What you have to do :: Nothing in the records may be left out or altered; reproduce them all exactly.

::: Records for processing

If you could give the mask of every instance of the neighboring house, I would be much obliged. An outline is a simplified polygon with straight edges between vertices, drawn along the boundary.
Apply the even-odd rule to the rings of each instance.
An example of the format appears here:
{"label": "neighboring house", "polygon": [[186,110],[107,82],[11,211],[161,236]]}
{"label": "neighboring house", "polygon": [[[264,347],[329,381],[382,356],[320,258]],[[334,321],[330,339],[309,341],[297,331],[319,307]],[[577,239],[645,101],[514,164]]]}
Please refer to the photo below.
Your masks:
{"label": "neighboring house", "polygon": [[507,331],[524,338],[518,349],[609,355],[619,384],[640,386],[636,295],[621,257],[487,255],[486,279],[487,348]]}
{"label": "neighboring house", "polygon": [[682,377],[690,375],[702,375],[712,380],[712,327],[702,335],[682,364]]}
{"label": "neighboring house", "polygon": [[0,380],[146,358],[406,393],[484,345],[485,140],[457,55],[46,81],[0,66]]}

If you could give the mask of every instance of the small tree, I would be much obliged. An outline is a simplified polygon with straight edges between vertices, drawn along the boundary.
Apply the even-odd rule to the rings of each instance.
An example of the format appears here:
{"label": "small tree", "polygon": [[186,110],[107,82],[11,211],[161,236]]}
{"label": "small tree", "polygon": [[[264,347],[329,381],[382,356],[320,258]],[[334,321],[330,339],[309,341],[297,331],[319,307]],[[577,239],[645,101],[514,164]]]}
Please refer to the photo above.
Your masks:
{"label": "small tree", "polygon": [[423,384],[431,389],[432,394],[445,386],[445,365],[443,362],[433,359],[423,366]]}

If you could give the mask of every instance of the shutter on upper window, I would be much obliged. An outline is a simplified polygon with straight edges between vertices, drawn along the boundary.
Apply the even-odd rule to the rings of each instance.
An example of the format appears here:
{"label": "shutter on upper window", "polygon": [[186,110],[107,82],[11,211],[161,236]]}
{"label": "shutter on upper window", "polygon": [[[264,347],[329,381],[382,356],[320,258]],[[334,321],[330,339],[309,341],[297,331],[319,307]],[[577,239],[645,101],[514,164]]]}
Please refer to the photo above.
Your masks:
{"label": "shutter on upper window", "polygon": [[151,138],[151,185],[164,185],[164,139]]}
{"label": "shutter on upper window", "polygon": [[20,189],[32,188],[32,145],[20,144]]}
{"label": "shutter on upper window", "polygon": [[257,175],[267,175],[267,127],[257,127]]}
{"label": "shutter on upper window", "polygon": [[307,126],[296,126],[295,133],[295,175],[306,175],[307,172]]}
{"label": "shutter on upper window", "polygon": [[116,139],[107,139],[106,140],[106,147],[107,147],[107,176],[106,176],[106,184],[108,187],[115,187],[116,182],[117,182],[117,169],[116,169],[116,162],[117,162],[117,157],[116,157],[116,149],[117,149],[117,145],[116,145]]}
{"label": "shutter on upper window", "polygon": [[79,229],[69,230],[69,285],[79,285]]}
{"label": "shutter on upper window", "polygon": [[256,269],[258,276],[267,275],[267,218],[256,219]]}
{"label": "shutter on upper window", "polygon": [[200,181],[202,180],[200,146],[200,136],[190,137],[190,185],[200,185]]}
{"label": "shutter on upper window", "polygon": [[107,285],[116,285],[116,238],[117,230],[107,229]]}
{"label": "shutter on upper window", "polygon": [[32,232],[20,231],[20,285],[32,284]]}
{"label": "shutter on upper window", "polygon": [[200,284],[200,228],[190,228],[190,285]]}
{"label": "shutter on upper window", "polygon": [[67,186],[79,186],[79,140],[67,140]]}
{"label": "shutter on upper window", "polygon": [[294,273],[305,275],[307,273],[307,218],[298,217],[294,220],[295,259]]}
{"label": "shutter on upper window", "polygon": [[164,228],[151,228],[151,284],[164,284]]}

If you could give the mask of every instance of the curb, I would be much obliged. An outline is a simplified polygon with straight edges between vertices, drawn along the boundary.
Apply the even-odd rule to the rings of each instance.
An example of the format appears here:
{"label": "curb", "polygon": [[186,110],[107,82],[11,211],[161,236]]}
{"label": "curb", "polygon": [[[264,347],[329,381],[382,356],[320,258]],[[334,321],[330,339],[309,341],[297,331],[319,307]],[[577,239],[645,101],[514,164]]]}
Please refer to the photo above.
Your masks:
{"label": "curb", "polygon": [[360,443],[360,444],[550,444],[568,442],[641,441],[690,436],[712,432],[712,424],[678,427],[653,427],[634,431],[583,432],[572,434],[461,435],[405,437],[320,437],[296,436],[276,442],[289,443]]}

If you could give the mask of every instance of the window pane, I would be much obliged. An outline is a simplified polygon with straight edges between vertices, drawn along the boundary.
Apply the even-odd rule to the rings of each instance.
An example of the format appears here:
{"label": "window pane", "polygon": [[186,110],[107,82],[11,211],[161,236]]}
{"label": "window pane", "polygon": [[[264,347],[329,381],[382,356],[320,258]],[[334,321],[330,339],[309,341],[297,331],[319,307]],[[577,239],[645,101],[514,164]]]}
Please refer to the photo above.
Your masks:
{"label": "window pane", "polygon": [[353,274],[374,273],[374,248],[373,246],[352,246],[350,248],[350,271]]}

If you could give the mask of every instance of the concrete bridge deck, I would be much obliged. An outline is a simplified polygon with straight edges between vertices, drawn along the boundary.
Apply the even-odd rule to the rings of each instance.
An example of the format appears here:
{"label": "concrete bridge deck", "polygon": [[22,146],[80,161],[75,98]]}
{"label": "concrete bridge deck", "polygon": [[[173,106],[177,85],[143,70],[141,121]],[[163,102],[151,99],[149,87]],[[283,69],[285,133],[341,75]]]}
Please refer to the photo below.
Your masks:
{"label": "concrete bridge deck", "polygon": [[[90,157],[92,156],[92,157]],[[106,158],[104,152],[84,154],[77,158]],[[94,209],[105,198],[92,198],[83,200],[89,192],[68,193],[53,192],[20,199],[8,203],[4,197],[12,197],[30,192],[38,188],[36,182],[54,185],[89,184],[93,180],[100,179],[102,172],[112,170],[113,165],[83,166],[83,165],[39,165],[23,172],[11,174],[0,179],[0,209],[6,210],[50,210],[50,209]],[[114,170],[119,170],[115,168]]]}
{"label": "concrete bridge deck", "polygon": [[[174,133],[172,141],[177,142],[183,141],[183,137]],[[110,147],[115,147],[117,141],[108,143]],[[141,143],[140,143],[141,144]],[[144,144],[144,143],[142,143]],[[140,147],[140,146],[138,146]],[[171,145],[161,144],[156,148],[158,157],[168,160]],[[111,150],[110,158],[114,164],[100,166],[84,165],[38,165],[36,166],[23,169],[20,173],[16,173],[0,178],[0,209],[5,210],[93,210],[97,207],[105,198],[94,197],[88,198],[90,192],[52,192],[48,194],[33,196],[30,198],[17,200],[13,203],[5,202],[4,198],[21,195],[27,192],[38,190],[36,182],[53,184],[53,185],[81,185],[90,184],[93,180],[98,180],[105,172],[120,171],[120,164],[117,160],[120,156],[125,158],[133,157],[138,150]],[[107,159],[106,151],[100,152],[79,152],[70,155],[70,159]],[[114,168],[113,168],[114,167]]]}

::::::

Full response ::
If you could give the mask of every instance of the neighboring house, I would be much obliged. An outline is a simplified polygon with straight edges between vertices, drawn along the boundary.
Apply the even-odd rule to the rings of each instance.
An example of the format appears here:
{"label": "neighboring house", "polygon": [[186,110],[107,82],[11,211],[161,236]]}
{"label": "neighboring house", "polygon": [[[264,347],[329,381],[382,356],[320,258]],[[334,321],[330,339],[309,341],[297,331],[319,307]],[[577,239],[645,101],[514,164]]]}
Please refer to the photo below.
Your masks:
{"label": "neighboring house", "polygon": [[507,331],[524,338],[518,349],[609,355],[619,384],[640,386],[636,295],[621,257],[487,255],[486,279],[487,348]]}
{"label": "neighboring house", "polygon": [[682,377],[690,375],[702,375],[712,380],[712,327],[702,335],[682,364]]}
{"label": "neighboring house", "polygon": [[0,380],[146,358],[406,393],[484,345],[485,140],[457,55],[46,81],[0,66]]}

If you could give the mask of every instance of the small tree, I would be much obliged. An outline is a simplified polygon with straight edges between vertices, drawn along the boundary.
Apply the even-odd rule to the rings of each instance.
An example of the format appears here:
{"label": "small tree", "polygon": [[186,110],[107,82],[11,211],[161,236]]}
{"label": "small tree", "polygon": [[[264,347],[329,381],[382,356],[320,258]],[[334,321],[330,339],[309,341],[297,331],[319,307]],[[577,239],[645,101],[514,164]]]}
Please refer to the photo above.
Your masks:
{"label": "small tree", "polygon": [[423,384],[431,389],[432,394],[445,386],[445,365],[443,362],[433,359],[423,366]]}

If you could give the mask of every instance of the shutter on upper window, I would be much obliged. An outline is a simplified polygon with straight edges between vertices, drawn along the boundary.
Apply the even-odd rule to the rings of each instance.
An example of the format appears here:
{"label": "shutter on upper window", "polygon": [[186,110],[107,82],[11,211],[161,236]]}
{"label": "shutter on upper window", "polygon": [[[264,347],[329,381],[382,356],[320,258]],[[334,321],[330,339],[309,341],[297,331],[319,307]],[[577,239],[645,101],[514,164]]]}
Please refer to the photo above.
Your masks:
{"label": "shutter on upper window", "polygon": [[151,138],[151,185],[164,185],[164,139]]}
{"label": "shutter on upper window", "polygon": [[20,189],[32,188],[32,145],[20,144]]}
{"label": "shutter on upper window", "polygon": [[257,175],[267,175],[267,127],[257,127]]}
{"label": "shutter on upper window", "polygon": [[307,126],[296,126],[295,133],[295,175],[306,175],[307,172]]}
{"label": "shutter on upper window", "polygon": [[116,139],[107,139],[106,140],[106,147],[107,147],[107,176],[106,176],[106,184],[108,187],[115,187],[116,182],[117,182],[117,169],[116,169],[116,162],[117,162],[117,157],[116,157],[116,149],[117,149],[117,145],[116,145]]}
{"label": "shutter on upper window", "polygon": [[79,229],[69,230],[69,285],[79,285]]}
{"label": "shutter on upper window", "polygon": [[256,269],[258,276],[267,275],[267,218],[256,219]]}
{"label": "shutter on upper window", "polygon": [[200,181],[202,180],[200,146],[200,136],[190,137],[190,185],[200,185]]}
{"label": "shutter on upper window", "polygon": [[107,285],[116,285],[116,238],[117,230],[107,229]]}
{"label": "shutter on upper window", "polygon": [[32,232],[20,231],[20,285],[32,284]]}
{"label": "shutter on upper window", "polygon": [[200,284],[200,228],[190,228],[190,285]]}
{"label": "shutter on upper window", "polygon": [[67,186],[79,186],[79,140],[67,140]]}
{"label": "shutter on upper window", "polygon": [[294,273],[305,275],[307,273],[307,218],[298,217],[294,220],[295,259]]}
{"label": "shutter on upper window", "polygon": [[164,228],[151,228],[151,284],[164,284]]}

If you could give the mask of every instance of the curb, I would be much obliged. An outline is a simplified polygon with straight edges between vertices, drawn along the boundary.
Apply the even-odd rule to the rings of each instance.
An example of the format appears here:
{"label": "curb", "polygon": [[186,110],[107,82],[11,211],[161,236]]}
{"label": "curb", "polygon": [[[264,347],[329,381],[382,356],[320,258]],[[334,321],[330,339],[309,341],[297,331],[319,307]],[[577,239],[645,101],[514,164]]]}
Please refer to the photo above.
Your masks:
{"label": "curb", "polygon": [[360,443],[360,444],[550,444],[568,442],[641,441],[690,436],[712,432],[712,424],[678,427],[653,427],[634,431],[583,432],[572,434],[461,435],[405,437],[320,437],[296,436],[276,442],[289,443]]}

If you could give the mask of every instance of the window pane, I would be much obliged. An outline is a simplified polygon with straight edges between vertices, drawn along the boundary.
Apply the even-odd rule to the rings of each instance.
An example of the format appears here:
{"label": "window pane", "polygon": [[186,110],[107,82],[11,211],[161,236]]}
{"label": "window pane", "polygon": [[[264,347],[329,381],[382,356],[320,258]],[[334,321],[330,339],[309,341],[297,331],[319,307]],[[577,239],[645,101],[514,164]]]}
Please refer to the photo above.
Your masks:
{"label": "window pane", "polygon": [[353,274],[374,273],[374,248],[373,246],[352,246],[350,248],[350,271]]}

If you could give the mask of every instance of the concrete bridge deck, I would be much obliged. An outline is a simplified polygon with straight edges between vertices, drawn along the boundary.
Apply the even-odd rule to the rings of each instance.
An example of the format appears here:
{"label": "concrete bridge deck", "polygon": [[22,146],[80,161],[75,98]]}
{"label": "concrete bridge deck", "polygon": [[[173,106],[177,85],[143,70],[141,121]],[[163,102],[151,99],[149,87]],[[283,69],[285,133],[341,75]]]}
Please refer to the photo below.
Your masks:
{"label": "concrete bridge deck", "polygon": [[[90,157],[92,156],[92,157]],[[106,158],[104,152],[84,154],[77,158]],[[94,209],[105,198],[92,198],[83,200],[89,192],[68,193],[53,192],[20,199],[8,203],[4,197],[12,197],[30,192],[38,188],[36,182],[54,185],[89,184],[93,180],[100,179],[102,172],[112,170],[113,165],[83,166],[83,165],[39,165],[23,172],[11,174],[0,179],[0,209],[6,210],[50,210],[50,209]],[[114,170],[119,170],[115,168]]]}
{"label": "concrete bridge deck", "polygon": [[[174,133],[172,141],[177,142],[183,141],[183,137]],[[110,147],[115,147],[117,141],[108,143]],[[141,143],[140,143],[141,144]],[[144,144],[144,143],[142,143]],[[140,147],[140,146],[138,146]],[[171,145],[161,144],[156,148],[158,157],[168,160]],[[111,150],[110,158],[114,164],[100,166],[84,165],[38,165],[36,166],[23,169],[20,173],[16,173],[0,178],[0,209],[5,210],[93,210],[97,207],[105,198],[94,197],[88,198],[90,192],[52,192],[48,194],[33,196],[30,198],[17,200],[13,203],[5,202],[4,198],[21,195],[27,192],[38,190],[36,182],[53,184],[53,185],[81,185],[90,184],[93,180],[98,180],[105,172],[120,171],[120,164],[117,160],[120,156],[125,158],[133,157],[138,150]],[[107,159],[106,151],[100,152],[79,152],[70,155],[70,159]],[[114,168],[113,168],[114,167]]]}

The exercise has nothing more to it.